Le gouvernement a interrompu l’augmentation du prix des carburants en décembre pour ne pas accabler davantage les Tunisiens déjà éprouvés par une inflation galopante. D’autre part, le président n’a toujours pas promulgué le décret-loi sur la réforme de la gouvernance des entreprises publiques, adopté par le gouvernement le 9 février.

La tonalité souverainiste du discours de Kais Saied semble indiquer rupture avec le FMI. Mais l’entretien accordé par le ministre des Affaires étrangères Nabil Ammar au quotidien italien La Repubblica le 5 avril laisse plutôt penser qu’il s’agit d’une posture de négociation et que la Tunisie essaie de monnayer sa coopération à la lutte contre l’émigration clandestine pour assouplir les conditions de l’accord.

Dans ce cas, l’accord technique conclu en octobre 2022 serait caduc et il faudrait plusieurs mois de travail pour le redéfinir. Le FMI est-il disposé à renégocier sur de nouvelles bases ? Autrement dit, qui a le plus à perdre à un non-accord ?
_ _ _ _ _ _ _
Recopiez, dans le texte sur la Tunisie et le FMI, le passage allant de « Le gouvernement a » jusqu'à « conditions de l’accord. » inclus. On peut se passer des enregistrements.
_ _ _ _ _ _ _
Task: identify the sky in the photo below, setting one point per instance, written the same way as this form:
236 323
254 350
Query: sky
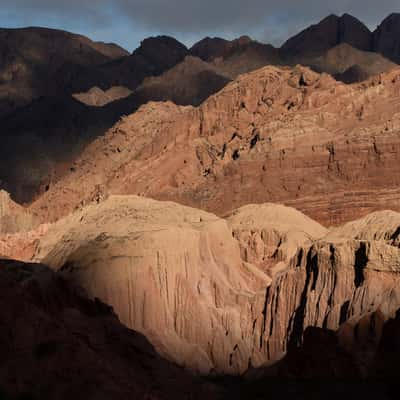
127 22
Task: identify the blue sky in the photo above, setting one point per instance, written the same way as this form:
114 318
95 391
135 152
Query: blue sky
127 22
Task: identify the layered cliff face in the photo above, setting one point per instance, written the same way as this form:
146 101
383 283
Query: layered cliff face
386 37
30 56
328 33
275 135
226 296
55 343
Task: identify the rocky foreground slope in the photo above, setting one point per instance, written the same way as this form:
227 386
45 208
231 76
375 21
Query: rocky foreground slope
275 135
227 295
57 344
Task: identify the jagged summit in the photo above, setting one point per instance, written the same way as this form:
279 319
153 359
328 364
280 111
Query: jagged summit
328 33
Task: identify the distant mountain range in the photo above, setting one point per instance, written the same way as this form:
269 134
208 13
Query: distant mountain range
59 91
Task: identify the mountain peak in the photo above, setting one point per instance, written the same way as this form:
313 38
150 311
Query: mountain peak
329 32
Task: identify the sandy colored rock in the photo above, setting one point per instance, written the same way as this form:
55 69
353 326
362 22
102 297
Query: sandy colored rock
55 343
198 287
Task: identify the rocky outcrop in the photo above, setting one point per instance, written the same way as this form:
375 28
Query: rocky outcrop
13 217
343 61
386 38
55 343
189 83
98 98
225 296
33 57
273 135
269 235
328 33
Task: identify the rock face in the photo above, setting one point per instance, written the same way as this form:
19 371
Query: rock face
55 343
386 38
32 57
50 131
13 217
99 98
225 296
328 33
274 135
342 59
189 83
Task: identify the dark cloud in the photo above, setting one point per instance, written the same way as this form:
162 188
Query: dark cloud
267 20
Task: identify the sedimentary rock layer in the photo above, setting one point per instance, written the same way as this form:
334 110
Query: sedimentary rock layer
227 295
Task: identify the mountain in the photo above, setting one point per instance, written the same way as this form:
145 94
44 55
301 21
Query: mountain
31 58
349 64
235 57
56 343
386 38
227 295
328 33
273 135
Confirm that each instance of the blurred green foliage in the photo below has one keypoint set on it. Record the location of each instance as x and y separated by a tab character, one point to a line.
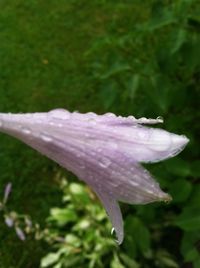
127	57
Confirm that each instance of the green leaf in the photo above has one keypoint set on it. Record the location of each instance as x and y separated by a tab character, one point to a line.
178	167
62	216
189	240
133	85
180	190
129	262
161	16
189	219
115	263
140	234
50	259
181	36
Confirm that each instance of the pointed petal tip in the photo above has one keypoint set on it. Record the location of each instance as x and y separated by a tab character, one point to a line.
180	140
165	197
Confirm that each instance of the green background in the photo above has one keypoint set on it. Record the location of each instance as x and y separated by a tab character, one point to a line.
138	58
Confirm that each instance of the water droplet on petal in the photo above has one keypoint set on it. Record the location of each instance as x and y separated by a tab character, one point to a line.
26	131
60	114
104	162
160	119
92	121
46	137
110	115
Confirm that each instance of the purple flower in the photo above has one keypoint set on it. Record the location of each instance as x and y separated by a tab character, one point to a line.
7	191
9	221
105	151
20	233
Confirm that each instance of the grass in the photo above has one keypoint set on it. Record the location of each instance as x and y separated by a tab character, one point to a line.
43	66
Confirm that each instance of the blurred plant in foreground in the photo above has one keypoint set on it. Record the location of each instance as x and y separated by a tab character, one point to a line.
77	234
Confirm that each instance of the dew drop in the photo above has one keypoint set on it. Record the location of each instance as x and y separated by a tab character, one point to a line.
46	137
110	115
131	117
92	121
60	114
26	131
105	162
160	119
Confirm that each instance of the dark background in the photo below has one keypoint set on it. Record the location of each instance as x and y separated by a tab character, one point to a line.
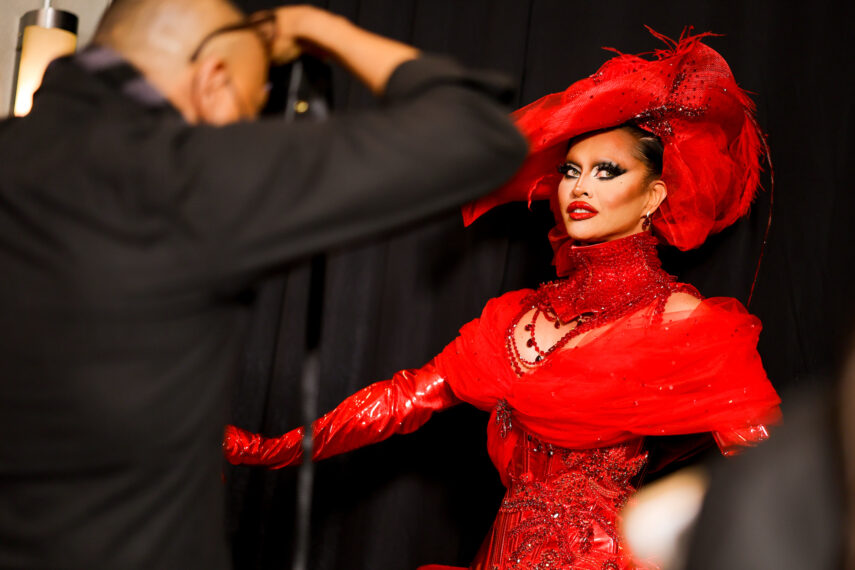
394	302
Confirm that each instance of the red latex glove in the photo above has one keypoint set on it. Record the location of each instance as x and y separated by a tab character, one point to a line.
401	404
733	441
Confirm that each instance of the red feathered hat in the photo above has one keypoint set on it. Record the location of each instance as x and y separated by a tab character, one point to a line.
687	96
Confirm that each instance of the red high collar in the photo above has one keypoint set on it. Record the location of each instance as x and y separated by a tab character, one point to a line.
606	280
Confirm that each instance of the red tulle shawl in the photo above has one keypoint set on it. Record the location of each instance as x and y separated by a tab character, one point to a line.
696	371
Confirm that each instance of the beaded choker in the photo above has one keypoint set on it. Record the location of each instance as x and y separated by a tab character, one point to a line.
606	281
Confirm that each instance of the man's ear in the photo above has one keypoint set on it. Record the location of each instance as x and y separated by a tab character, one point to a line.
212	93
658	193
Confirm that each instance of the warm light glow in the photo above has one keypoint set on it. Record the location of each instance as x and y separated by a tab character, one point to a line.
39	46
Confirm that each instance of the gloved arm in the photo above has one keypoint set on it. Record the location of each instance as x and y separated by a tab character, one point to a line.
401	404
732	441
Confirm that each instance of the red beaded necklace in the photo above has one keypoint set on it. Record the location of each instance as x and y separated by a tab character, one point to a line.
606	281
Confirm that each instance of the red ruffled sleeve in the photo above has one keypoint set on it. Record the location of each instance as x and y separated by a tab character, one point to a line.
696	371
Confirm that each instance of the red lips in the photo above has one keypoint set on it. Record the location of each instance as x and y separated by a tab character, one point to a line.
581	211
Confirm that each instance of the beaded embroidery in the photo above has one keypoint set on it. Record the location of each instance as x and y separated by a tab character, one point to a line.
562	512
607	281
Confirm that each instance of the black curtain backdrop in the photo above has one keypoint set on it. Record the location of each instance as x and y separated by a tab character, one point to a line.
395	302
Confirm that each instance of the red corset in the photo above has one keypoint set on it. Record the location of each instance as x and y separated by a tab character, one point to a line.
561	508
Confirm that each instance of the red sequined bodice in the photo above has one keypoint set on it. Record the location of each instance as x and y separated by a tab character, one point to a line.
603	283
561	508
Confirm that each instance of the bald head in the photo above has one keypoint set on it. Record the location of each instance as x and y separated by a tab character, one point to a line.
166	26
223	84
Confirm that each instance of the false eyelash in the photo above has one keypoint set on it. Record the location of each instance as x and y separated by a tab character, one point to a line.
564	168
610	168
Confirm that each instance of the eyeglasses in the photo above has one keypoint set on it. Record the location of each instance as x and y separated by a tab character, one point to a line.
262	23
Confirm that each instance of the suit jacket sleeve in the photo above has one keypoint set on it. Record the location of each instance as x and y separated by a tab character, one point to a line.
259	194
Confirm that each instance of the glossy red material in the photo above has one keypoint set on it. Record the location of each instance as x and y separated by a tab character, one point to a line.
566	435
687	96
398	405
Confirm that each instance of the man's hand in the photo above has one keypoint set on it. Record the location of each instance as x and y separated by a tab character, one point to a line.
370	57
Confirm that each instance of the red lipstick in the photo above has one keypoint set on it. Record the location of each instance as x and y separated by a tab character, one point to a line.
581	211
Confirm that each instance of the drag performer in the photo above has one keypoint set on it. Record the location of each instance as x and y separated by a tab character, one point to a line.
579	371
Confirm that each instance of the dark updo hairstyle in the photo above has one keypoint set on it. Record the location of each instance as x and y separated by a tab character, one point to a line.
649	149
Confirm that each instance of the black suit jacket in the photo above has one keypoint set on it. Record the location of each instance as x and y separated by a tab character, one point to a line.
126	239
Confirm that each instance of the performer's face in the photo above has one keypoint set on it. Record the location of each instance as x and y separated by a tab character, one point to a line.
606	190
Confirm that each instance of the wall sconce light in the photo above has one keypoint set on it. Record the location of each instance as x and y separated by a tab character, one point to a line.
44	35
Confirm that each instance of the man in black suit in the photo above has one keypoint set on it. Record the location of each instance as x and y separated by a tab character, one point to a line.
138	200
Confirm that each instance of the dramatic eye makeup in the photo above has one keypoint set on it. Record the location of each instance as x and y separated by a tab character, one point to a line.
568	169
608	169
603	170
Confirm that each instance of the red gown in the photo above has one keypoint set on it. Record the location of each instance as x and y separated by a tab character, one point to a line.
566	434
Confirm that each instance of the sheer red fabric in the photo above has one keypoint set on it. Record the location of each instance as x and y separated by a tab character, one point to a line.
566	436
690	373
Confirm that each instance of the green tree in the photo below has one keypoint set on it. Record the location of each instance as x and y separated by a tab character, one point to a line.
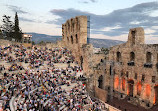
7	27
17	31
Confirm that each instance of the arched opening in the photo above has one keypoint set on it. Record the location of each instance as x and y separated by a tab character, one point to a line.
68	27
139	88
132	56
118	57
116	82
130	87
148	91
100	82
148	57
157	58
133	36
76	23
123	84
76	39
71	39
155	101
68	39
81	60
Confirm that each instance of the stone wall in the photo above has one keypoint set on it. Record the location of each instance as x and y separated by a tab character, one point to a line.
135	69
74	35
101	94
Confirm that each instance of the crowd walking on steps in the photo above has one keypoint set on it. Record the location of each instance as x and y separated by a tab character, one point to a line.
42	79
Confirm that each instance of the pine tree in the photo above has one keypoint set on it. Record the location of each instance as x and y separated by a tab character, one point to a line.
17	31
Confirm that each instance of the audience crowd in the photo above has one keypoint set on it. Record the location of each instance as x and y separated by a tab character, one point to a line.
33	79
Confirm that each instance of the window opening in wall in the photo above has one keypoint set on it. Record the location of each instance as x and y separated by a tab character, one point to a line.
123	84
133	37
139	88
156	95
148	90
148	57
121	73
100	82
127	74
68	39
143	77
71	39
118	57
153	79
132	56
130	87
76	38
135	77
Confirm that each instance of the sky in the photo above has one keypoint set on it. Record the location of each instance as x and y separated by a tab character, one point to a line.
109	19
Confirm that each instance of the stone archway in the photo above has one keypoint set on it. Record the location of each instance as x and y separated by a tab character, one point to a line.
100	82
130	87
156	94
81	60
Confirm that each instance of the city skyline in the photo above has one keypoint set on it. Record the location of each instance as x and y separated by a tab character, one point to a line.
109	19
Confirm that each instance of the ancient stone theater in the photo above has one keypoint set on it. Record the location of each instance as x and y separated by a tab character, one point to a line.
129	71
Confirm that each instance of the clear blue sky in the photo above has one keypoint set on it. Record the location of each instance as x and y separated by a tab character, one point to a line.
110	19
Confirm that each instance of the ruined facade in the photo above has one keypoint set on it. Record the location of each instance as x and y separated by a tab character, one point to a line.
_ _ _ _ _ _ _
* Réponse
Le gouvernement a interrompu l’augmentation du prix des carburants en décembre pour ne pas accabler davantage les Tunisiens déjà éprouvés par une inflation galopante. D’autre part, le président n’a toujours pas promulgué le décret-loi sur la réforme de la gouvernance des entreprises publiques, adopté par le gouvernement le 9 février.

La tonalité souverainiste du discours de Kais Saied semble indiquer rupture avec le FMI. Mais l’entretien accordé par le ministre des Affaires étrangères Nabil Ammar au quotidien italien La Repubblica le 5 avril laisse plutôt penser qu’il s’agit d’une posture de négociation et que la Tunisie essaie de monnayer sa coopération à la lutte contre l’émigration clandestine pour assouplir les conditions de l’accord.